### What needs to be done
Lines before the one containing "Target: black sunglasses" are excluded; retype that line and all remaining lines of the material exactly.
-----
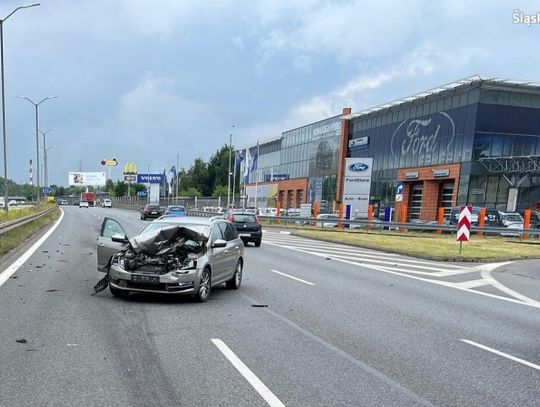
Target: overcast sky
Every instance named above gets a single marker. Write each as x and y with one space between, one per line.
143 81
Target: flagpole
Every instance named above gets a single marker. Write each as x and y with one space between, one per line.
234 180
229 175
256 178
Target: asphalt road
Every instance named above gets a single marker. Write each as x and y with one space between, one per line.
333 327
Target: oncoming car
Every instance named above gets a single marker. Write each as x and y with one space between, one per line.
183 256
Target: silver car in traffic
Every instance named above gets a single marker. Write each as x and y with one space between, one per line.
182 256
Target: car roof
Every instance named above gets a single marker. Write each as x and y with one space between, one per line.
199 220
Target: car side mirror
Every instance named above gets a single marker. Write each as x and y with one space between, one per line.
219 243
119 239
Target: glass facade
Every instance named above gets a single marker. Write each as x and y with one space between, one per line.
306 152
458 126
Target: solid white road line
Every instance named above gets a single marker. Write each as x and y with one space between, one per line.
473 283
504 355
294 278
486 275
8 272
255 382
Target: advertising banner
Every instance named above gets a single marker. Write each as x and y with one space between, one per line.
149 178
357 185
87 178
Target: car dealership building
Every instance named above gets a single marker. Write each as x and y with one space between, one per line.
475 141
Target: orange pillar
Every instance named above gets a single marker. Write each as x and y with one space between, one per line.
481 220
315 211
403 217
526 223
440 220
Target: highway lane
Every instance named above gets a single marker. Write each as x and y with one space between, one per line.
357 336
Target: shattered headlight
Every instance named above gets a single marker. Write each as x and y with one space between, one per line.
189 264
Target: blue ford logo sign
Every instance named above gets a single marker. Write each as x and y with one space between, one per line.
358 167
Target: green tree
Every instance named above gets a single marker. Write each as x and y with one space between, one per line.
220 190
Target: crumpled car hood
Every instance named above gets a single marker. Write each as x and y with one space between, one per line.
151 244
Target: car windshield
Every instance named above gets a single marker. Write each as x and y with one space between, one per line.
244 218
199 228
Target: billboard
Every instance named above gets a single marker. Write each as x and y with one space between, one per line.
357 185
149 178
266 195
87 178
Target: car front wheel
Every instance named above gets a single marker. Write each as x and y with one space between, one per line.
236 280
205 286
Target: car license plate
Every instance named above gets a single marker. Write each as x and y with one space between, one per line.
142 279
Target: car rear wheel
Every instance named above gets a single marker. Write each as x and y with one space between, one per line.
236 280
205 286
118 293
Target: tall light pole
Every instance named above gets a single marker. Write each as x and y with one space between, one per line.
4 98
36 105
45 161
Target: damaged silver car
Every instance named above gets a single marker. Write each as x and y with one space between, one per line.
187 255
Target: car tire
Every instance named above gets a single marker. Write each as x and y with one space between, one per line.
205 286
235 282
118 293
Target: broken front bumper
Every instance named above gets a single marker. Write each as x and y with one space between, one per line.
174 282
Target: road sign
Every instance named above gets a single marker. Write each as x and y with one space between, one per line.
110 163
464 224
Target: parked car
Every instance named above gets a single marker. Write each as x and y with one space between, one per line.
182 255
151 211
248 226
175 210
327 216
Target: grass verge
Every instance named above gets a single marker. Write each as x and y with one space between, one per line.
15 213
432 246
16 237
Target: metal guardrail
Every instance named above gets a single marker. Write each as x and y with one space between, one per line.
382 225
15 223
375 224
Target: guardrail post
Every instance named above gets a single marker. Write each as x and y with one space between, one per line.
370 216
440 220
526 223
481 220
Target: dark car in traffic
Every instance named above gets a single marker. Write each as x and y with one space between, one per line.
248 226
151 211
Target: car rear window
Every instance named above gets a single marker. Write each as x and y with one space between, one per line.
243 218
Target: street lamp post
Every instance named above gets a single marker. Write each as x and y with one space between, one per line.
45 160
4 99
36 106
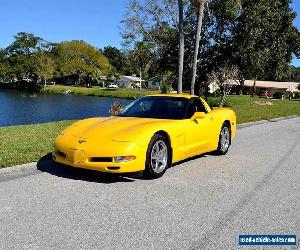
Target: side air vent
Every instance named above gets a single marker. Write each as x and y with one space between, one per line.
101 159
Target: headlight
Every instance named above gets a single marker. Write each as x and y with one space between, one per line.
124 158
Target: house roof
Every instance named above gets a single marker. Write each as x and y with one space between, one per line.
289 86
132 78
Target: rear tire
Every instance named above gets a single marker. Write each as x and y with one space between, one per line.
158 157
224 140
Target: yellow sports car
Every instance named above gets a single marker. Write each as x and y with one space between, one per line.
148 135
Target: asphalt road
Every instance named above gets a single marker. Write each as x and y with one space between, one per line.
203 203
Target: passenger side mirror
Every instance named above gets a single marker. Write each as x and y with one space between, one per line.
198 115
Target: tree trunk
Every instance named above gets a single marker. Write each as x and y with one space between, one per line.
253 88
181 47
198 37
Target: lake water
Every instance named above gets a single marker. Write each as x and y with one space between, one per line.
17 108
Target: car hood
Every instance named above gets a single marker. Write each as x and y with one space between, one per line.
123 129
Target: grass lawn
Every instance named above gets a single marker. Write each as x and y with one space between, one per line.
22 144
97 91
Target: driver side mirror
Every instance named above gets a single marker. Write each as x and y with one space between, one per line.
198 115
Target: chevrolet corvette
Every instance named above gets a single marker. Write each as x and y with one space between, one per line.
149 135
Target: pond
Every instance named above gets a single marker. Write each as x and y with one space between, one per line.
18 108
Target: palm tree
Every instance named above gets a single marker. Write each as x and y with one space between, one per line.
200 14
200 7
181 46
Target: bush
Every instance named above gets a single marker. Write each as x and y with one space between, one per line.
216 101
164 80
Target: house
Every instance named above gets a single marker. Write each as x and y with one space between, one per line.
153 83
260 86
271 86
130 82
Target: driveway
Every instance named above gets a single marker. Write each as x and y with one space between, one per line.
202 203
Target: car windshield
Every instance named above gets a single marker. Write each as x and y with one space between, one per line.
160 107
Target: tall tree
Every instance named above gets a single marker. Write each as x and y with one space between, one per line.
115 57
181 46
79 59
265 39
200 7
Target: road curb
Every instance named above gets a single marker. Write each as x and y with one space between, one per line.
250 124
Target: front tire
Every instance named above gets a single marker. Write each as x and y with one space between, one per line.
158 157
224 140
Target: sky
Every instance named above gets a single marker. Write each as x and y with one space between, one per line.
94 21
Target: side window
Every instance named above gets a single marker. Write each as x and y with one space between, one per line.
195 106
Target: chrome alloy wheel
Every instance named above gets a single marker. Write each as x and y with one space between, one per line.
159 156
225 139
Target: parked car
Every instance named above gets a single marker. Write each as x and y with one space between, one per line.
149 135
265 94
278 95
113 86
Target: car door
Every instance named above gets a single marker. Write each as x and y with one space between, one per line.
198 134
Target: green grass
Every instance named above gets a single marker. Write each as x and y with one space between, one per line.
97 91
22 144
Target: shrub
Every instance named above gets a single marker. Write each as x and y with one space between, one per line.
164 80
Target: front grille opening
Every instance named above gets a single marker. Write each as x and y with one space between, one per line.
113 168
61 154
101 159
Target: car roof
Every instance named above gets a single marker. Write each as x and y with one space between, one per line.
188 96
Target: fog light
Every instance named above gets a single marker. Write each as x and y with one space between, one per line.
124 158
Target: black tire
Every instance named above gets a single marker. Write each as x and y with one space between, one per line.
150 171
223 149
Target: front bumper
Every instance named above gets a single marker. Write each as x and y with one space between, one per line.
82 156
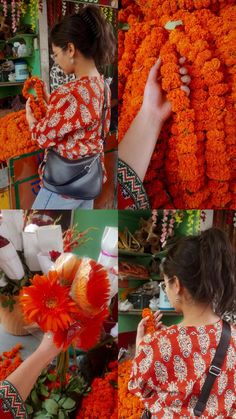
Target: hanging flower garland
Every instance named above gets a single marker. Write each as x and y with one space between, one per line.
5 6
64 7
15 137
168 222
196 165
102 401
129 405
37 103
150 325
33 10
234 220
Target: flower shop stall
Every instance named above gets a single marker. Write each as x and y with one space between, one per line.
19 188
143 236
50 283
193 165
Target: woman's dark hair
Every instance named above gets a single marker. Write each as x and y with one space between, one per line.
205 265
90 33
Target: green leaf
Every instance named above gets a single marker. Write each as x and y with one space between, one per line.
52 377
51 406
124 26
171 25
29 409
61 401
68 404
43 390
61 414
34 397
55 397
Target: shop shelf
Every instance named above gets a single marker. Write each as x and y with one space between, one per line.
11 83
137 312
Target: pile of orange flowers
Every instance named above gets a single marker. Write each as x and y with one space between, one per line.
194 164
71 301
102 401
15 137
9 361
129 405
150 325
37 102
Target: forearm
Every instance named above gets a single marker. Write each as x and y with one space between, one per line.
25 376
138 144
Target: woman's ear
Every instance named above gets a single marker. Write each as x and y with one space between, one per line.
176 285
71 49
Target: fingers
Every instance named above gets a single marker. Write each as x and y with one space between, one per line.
143 321
154 72
157 315
186 79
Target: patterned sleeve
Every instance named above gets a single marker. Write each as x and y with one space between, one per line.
11 403
63 116
131 192
142 379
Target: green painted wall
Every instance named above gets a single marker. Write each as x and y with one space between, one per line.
130 219
96 218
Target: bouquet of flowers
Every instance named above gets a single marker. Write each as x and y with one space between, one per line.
69 301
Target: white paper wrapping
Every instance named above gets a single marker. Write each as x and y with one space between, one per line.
13 221
108 256
10 262
45 262
38 240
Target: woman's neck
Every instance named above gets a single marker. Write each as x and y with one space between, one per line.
198 315
86 68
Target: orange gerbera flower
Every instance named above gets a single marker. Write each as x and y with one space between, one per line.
90 288
47 303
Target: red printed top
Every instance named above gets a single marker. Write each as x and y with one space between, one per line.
171 366
73 122
11 403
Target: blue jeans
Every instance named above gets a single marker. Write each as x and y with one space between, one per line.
50 200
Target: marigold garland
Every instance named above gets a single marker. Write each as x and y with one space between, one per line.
150 325
193 165
129 405
9 361
15 137
102 401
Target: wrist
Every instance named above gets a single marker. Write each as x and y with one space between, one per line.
44 357
152 118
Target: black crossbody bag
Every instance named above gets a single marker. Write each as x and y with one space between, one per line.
213 372
78 179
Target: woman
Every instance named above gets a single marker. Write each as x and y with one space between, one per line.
139 142
81 44
170 366
17 387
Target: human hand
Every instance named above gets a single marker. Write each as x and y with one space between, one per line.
155 101
142 326
29 114
47 348
46 94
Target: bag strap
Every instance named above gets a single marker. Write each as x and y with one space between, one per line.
215 369
104 110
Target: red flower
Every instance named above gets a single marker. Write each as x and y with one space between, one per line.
47 303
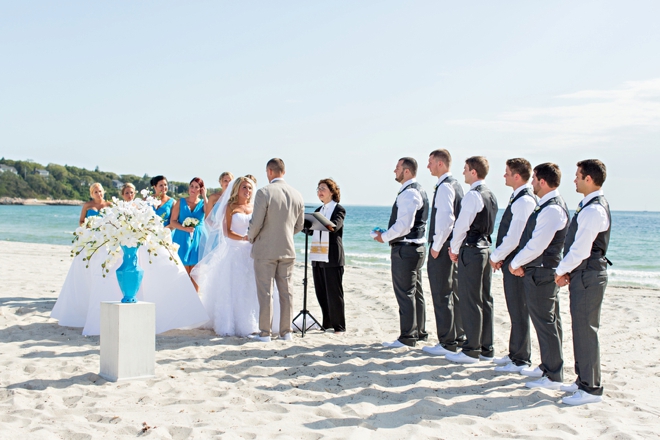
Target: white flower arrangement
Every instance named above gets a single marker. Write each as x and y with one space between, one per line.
128 224
190 222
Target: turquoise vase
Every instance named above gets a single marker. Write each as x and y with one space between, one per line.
129 275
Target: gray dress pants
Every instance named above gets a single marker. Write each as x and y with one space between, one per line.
476 301
520 343
407 262
587 289
543 305
443 279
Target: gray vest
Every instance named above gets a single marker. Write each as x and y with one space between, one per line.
596 260
419 226
505 222
458 191
551 256
482 226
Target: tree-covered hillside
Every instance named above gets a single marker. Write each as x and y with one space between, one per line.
66 182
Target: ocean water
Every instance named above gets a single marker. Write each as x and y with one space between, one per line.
634 243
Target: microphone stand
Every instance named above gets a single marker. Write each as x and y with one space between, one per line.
304 312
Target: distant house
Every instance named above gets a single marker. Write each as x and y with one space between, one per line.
4 168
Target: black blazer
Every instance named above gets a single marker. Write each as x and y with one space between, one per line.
336 246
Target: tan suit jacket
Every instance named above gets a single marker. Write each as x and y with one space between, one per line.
279 212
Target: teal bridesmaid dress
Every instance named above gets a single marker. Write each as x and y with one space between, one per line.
189 243
165 211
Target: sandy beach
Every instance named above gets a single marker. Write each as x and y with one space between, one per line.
322 386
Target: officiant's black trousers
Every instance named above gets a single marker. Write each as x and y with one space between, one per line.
407 262
587 290
520 342
476 301
330 294
443 279
543 305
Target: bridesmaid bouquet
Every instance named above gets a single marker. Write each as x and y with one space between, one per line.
190 222
129 224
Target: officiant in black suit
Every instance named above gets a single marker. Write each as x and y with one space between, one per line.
327 256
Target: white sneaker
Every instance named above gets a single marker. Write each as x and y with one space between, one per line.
580 397
394 344
544 382
532 372
438 350
461 358
502 361
509 368
571 388
258 338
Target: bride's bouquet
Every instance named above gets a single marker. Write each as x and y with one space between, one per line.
129 224
190 222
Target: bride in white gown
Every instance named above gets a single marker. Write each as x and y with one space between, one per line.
225 274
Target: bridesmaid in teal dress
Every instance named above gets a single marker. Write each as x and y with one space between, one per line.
95 205
164 210
188 238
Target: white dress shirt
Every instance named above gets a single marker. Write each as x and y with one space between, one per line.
471 205
592 220
408 203
444 215
520 210
550 220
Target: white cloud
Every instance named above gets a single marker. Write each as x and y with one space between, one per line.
589 116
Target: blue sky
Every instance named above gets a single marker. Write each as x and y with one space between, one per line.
337 89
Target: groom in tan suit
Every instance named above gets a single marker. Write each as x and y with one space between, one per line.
278 215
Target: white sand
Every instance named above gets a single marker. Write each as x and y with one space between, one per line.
319 386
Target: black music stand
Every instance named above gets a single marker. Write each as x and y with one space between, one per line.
314 221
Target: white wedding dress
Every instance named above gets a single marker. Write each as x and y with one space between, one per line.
225 277
164 283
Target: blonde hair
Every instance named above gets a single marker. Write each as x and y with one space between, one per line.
95 185
127 185
233 198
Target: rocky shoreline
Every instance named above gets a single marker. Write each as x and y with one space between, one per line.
37 202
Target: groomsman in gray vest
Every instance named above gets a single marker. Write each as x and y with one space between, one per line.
538 255
470 248
442 272
521 205
583 269
406 236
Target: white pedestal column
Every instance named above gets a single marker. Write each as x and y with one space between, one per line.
128 340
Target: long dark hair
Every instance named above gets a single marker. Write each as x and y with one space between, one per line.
333 187
154 180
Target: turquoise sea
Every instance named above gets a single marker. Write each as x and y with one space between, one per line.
634 244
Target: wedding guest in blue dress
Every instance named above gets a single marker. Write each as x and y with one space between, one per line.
97 203
128 192
184 211
165 283
164 210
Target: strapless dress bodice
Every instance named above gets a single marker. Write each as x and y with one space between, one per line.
240 223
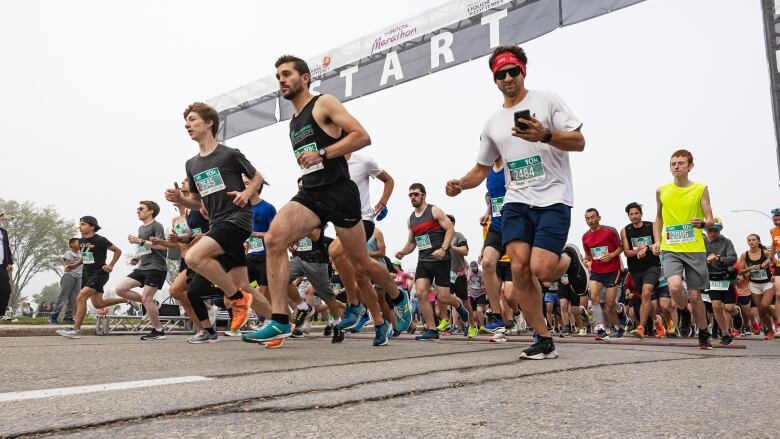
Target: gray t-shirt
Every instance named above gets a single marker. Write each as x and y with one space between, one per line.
71 257
151 259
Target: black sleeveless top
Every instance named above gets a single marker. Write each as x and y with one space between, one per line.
306 135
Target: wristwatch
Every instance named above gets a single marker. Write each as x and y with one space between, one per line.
547 136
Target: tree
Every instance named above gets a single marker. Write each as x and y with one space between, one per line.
38 238
48 293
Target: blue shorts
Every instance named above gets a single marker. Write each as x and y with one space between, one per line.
542 227
609 280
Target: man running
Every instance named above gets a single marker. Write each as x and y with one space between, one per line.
683 210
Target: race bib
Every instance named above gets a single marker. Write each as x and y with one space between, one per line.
87 258
495 206
306 148
304 245
209 181
524 172
423 242
720 285
642 241
680 233
599 252
255 245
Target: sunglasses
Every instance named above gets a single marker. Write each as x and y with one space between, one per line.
501 74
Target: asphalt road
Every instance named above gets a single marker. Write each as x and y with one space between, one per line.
454 387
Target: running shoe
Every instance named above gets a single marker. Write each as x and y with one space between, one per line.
352 314
542 350
444 324
203 337
403 313
240 311
427 335
271 330
154 335
382 333
338 335
69 333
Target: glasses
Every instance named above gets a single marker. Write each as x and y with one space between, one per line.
501 74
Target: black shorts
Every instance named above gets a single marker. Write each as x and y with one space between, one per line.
504 271
94 279
152 278
255 264
437 271
478 301
338 203
231 239
459 288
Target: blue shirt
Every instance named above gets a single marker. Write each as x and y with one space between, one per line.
262 215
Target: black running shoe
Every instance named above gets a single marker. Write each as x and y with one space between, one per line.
542 350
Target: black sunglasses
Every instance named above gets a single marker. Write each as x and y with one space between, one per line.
501 74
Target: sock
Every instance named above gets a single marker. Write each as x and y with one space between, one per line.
283 319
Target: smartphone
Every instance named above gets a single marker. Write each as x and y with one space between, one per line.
522 114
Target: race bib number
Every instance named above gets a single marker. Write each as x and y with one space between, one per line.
304 245
209 181
720 285
642 241
423 242
495 206
680 233
307 148
255 245
87 258
524 172
599 252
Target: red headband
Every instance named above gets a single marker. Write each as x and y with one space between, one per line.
504 59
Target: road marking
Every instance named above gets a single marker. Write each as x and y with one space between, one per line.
80 390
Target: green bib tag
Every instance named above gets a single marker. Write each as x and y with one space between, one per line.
599 252
87 258
495 206
255 245
307 148
524 172
209 181
304 245
423 242
680 233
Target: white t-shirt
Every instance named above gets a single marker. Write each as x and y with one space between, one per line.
536 174
360 168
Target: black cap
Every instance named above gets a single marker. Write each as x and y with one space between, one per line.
90 220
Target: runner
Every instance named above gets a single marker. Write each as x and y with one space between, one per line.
151 271
321 133
537 207
431 232
643 264
683 211
93 252
215 183
602 248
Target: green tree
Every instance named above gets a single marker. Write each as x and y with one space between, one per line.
38 238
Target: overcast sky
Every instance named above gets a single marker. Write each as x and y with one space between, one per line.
93 94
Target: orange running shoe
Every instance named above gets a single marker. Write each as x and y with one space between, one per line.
-----
### Solution to the problem
Target: black sunglasses
Every instance named above gets a single marker. Write each as x and y with one space between, one per line.
501 74
Target: sock
Every instance named above gets a single marker. Write each as x and y with one space between, one per line.
283 319
Target: smartphone
Every instance named above gets a single marker. Write each as x and y with one space between, one per line.
522 114
Target: race bib number
Every instance named above gets a single marker. Write each as x and y with one space between, one per line.
304 245
209 181
720 285
642 241
423 242
495 206
680 233
307 148
255 245
87 258
524 172
599 252
Target: red headband
Every instance named above gets a single marker. Write each as x and y with one space between, one per line.
504 59
Target: road marking
Every instance named above gets a single marker. Write each as x and y with one space between, one per line.
80 390
Target: green bib tag
Every instance named above gets a single marker. Write each as x and y with one space between, one per line.
599 252
87 258
495 206
255 245
307 148
524 172
209 181
304 245
423 242
680 233
Target: white t-shirt
Every instance named above gets a single marker. Write each as x and y with one space between, one per line.
536 174
360 168
Target: black cap
Every instance named above gets a single marker. Write each as x and y with one space between, one per line.
90 220
Target: runner
Every instance named above gets a single marker. Write each as x and y with one space between, one per line.
151 271
321 133
537 207
431 232
643 264
683 211
93 252
215 183
602 248
Target: green tree
Every instance named above gets a single marker. Write each as x and y with one space between, one per line.
38 238
Target: overcast sky
Every instance named above gets a single marker. Write each as x and y with one space between, one per line.
93 94
Target: orange running shoe
Every instance named above gets a single marker. Write each as x and y with one space between, one per line.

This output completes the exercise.